+++ Source information +++

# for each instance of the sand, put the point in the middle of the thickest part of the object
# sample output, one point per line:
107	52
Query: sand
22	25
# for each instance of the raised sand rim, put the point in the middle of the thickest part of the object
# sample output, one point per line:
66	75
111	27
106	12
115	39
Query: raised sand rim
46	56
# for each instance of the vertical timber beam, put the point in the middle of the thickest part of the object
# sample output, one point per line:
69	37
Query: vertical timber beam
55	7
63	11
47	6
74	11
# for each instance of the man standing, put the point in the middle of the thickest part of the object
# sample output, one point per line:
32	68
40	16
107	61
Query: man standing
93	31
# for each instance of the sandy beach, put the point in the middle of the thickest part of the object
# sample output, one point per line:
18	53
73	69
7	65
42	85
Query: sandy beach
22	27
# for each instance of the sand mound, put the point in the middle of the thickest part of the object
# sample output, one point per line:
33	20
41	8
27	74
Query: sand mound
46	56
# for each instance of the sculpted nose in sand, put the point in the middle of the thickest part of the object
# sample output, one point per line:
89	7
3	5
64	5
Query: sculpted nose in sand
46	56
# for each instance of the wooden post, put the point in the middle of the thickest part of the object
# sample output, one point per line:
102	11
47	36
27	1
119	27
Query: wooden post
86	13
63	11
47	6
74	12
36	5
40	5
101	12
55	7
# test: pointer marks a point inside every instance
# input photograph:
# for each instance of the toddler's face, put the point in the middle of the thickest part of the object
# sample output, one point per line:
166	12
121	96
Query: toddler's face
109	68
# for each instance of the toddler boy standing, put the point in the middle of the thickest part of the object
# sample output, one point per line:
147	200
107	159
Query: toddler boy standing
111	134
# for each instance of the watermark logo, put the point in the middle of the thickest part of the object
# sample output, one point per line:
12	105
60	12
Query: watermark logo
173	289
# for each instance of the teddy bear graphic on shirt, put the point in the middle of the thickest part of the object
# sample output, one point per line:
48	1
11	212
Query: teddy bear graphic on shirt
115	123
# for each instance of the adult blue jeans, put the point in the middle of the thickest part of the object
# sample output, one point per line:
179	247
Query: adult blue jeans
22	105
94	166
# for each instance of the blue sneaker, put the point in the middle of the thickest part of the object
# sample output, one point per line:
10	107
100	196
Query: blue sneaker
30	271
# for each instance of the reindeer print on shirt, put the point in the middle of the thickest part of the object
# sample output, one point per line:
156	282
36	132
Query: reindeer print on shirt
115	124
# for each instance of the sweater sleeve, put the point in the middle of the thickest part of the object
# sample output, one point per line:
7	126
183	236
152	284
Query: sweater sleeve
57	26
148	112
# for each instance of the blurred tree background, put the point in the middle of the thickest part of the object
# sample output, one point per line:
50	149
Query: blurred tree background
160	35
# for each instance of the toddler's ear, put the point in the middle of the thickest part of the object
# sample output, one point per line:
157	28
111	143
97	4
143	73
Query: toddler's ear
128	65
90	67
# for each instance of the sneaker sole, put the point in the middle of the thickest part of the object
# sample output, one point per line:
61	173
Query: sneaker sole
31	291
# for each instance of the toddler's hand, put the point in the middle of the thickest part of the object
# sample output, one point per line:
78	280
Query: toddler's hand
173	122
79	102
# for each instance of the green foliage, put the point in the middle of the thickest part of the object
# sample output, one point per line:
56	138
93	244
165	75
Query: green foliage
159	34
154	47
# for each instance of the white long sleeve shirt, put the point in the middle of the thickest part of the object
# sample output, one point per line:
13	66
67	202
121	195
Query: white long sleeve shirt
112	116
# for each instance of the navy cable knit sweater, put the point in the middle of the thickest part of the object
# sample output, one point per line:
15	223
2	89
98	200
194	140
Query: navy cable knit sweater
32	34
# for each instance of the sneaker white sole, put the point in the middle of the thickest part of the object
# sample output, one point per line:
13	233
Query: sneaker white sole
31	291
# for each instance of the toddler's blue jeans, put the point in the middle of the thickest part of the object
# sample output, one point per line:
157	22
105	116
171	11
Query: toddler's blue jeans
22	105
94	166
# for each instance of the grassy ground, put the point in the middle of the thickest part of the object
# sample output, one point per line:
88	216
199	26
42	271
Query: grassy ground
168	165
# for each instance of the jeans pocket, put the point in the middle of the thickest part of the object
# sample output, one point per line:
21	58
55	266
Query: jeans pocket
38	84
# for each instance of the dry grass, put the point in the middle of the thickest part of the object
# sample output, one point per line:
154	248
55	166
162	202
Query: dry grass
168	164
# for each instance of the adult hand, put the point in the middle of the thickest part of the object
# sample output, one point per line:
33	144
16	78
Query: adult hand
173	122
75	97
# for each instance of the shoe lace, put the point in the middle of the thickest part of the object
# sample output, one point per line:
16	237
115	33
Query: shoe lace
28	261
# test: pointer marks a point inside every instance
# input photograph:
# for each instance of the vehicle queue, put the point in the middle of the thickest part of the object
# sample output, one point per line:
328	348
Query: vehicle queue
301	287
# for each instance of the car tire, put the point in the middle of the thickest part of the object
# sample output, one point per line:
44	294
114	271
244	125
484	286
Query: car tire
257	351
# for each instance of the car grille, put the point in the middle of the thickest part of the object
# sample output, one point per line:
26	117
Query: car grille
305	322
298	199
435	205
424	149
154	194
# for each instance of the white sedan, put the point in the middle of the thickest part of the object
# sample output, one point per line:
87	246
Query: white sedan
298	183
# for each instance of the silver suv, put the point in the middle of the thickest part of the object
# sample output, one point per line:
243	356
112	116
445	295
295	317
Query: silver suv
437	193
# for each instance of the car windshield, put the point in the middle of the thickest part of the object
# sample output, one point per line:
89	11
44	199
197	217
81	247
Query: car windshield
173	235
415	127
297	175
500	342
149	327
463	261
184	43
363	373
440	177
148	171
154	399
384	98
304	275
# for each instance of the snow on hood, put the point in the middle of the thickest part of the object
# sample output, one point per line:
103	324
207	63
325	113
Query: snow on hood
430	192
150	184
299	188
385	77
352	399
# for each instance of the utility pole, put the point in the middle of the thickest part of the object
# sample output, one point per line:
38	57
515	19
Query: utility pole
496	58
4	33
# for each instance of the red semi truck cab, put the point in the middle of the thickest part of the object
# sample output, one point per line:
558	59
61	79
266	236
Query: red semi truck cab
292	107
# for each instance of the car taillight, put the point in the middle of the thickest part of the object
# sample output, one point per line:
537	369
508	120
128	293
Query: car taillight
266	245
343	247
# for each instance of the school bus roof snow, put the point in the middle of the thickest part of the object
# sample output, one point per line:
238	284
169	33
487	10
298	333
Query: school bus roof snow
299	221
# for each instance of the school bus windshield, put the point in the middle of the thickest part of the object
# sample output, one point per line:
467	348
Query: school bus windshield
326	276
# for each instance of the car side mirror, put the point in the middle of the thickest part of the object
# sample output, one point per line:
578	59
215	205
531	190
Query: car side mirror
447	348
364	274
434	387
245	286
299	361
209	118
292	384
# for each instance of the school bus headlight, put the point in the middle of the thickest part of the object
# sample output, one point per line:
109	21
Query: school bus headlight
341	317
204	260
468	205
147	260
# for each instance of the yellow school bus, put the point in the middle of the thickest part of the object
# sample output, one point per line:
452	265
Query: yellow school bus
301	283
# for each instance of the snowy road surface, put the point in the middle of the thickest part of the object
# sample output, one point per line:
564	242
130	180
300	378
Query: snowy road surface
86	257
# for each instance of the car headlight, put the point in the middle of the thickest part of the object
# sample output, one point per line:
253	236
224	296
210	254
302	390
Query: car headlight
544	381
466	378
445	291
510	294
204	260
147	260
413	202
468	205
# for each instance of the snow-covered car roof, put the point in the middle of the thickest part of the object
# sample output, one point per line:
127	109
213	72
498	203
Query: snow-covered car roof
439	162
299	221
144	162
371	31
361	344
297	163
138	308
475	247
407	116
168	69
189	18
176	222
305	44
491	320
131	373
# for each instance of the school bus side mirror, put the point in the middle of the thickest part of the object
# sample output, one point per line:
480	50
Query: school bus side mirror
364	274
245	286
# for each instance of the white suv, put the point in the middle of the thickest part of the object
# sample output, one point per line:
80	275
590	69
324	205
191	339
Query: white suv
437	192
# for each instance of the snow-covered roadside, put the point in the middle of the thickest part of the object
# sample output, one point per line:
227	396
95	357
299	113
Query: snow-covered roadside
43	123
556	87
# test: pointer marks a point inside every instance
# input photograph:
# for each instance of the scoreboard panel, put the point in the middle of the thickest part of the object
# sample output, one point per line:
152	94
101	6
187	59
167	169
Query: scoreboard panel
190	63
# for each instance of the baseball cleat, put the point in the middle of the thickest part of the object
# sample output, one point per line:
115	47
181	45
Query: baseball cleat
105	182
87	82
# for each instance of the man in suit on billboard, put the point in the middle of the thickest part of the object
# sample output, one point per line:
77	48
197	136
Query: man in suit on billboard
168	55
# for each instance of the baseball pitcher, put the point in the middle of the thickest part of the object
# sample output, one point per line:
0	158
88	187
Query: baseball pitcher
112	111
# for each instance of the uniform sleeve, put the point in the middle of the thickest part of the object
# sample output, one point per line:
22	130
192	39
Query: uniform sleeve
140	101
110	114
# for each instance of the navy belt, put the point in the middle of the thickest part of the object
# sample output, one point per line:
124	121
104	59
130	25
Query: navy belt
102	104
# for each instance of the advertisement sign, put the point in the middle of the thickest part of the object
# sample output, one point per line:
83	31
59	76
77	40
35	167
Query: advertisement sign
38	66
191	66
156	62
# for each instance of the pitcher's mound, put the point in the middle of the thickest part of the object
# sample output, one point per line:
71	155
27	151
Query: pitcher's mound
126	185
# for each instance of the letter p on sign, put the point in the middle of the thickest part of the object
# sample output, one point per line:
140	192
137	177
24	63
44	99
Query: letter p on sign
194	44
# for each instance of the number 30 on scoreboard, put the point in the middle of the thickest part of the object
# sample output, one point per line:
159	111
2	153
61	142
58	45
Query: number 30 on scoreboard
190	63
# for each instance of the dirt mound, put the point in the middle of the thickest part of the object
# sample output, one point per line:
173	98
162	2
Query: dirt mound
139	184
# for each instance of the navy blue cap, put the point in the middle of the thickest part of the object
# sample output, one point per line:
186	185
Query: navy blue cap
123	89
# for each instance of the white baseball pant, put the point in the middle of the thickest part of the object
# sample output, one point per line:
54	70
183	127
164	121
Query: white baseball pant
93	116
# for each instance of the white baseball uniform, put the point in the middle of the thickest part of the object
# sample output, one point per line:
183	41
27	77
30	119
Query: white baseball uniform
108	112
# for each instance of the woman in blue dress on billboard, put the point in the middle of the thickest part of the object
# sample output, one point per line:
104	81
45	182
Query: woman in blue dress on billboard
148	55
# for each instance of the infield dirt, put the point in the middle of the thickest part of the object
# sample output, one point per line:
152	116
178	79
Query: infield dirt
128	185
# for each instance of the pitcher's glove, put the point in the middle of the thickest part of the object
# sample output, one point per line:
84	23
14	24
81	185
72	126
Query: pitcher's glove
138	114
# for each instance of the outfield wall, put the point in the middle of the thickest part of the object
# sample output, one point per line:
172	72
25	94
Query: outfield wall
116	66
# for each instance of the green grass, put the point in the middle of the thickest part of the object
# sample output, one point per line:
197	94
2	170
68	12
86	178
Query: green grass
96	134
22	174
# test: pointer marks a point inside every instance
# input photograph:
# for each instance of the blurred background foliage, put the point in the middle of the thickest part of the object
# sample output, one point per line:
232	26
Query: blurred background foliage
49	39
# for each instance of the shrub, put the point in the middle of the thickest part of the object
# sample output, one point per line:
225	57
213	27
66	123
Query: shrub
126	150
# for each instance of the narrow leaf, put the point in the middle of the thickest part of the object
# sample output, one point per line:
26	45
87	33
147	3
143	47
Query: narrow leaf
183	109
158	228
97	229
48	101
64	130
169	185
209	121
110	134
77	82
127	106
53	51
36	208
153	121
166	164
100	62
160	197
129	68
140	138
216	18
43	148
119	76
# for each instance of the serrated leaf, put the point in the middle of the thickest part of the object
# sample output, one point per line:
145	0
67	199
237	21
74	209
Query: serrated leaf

+++

▸ **Activity**
Output, from the data above, the lines from the line with "# for each instance of the letter" to the line with "# for each instance of the outfield" exactly as they stand, both ends included and nothing else.

▸ **Solution for this exercise**
# for each instance of the letter p on sign, put the point in the middle of the thickest part of the object
# sample output, one point per line:
140	192
137	177
24	63
44	99
Query: letter p on sign
194	44
# for each instance of the number 30 on scoreboard, put the point in the middle of the thickest part of the object
# sample output, one point per line:
159	111
2	153
61	142
58	45
Query: number 30 on scoreboard
190	63
# for each instance of the dirt mound, put the point in the middle of the thickest part of the object
# sample output, one point per line:
173	98
162	2
Query: dirt mound
139	184
# for each instance of the navy blue cap, put the point in the middle of the thickest part of the object
# sample output, one point per line:
186	185
Query: navy blue cap
123	89
# for each instance of the white baseball pant, put the point in the middle of the thickest part of the object
# sample output, one point per line:
54	70
183	127
164	121
Query: white baseball pant
93	116
# for each instance of the white baseball uniform, put the point in the middle of the thickest part of the object
# sample output, one point per line:
183	41
27	77
30	119
Query: white baseball uniform
108	112
# for each instance of the woman in blue dress on billboard, put the point in the middle of the thickest part of the object
# sample output, one point per line:
104	81
45	182
Query: woman in blue dress on billboard
148	55
# for each instance of the infield dirt, put the point in the middle of the thickest part of the object
# sample output, one point per line:
152	116
178	79
Query: infield dirt
128	185
# for each instance of the pitcher's glove, put the point in the middle of the thickest part of the object
# sample output, one point per line:
84	23
14	24
81	185
72	126
Query: pitcher's glove
138	114
# for each instance of the outfield wall, put the point in the middle of the thickest part of the object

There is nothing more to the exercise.